## What is needed
Nothing before the line containing "For every instance of the hanging garland" belongs in the answer; quote that line and all lines after it through the end of the material, word for word.

## Working data
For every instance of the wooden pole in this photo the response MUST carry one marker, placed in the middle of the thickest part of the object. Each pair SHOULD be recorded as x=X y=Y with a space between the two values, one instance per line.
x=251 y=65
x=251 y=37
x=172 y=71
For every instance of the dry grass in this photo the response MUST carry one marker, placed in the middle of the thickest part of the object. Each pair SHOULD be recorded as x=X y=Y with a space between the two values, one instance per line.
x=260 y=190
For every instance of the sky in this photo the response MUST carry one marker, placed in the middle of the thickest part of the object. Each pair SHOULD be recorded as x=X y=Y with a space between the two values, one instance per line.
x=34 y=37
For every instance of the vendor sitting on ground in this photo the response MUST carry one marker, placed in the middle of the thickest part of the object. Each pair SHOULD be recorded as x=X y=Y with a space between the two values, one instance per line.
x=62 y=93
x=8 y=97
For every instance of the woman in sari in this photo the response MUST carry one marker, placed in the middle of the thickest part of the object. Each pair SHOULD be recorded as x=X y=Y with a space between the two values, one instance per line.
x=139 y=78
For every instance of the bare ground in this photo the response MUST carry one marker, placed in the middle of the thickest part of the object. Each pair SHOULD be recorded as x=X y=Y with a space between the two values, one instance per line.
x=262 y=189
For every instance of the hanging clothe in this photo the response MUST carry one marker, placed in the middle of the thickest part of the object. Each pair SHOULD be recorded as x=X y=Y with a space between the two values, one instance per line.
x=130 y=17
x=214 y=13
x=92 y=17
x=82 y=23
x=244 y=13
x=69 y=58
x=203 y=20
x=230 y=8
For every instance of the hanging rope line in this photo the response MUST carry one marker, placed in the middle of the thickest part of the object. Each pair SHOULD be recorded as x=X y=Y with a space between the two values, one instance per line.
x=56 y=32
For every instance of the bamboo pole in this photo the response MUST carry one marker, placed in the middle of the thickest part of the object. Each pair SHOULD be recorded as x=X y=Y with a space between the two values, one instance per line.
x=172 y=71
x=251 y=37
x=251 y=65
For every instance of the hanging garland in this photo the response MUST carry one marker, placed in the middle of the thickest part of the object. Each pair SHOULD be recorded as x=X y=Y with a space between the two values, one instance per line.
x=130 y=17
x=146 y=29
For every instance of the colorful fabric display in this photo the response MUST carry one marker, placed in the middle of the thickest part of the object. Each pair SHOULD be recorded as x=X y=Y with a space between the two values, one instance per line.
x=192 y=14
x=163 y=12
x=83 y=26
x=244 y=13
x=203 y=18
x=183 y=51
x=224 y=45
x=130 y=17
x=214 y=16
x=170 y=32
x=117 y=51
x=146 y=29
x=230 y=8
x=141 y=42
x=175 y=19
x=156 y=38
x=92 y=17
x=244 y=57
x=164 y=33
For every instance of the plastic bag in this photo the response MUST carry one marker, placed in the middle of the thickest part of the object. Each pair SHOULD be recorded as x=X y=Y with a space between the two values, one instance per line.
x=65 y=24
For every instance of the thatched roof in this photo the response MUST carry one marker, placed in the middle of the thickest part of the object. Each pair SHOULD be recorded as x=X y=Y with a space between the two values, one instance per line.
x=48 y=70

## Result of this exercise
For every instance of the hanging garland in this photo the response MUST carry one marker, placed in the middle of the thickest part of the object. Each pair SHOULD be recorded as x=X y=Y with a space between the two values, one instance per line.
x=130 y=17
x=146 y=29
For every instance of the colorful fabric display in this photo the response MUST carry one marker, placed in the middle of the thickest part of the object. Each pair SHOULD be recorded as x=X y=Y with a space between the two values, one instance per line.
x=192 y=14
x=163 y=12
x=83 y=26
x=244 y=13
x=203 y=18
x=183 y=51
x=224 y=45
x=130 y=17
x=214 y=16
x=170 y=32
x=117 y=51
x=146 y=29
x=230 y=8
x=141 y=42
x=175 y=19
x=156 y=38
x=92 y=17
x=244 y=57
x=164 y=33
For every instance of the plastic bag in this photo the response MUST carry one marker, placed in the middle of the thickest part of the object. Each pair SHOULD be recorded as x=X y=Y with a space between the two values, one instance per line.
x=65 y=24
For every instance of the thatched roof in this photo the response MUST carry one marker, placed in the middle of the thickest part of the object. Each pair SHOULD be recorded as x=X y=Y with a space between the two values, one instance per line.
x=48 y=70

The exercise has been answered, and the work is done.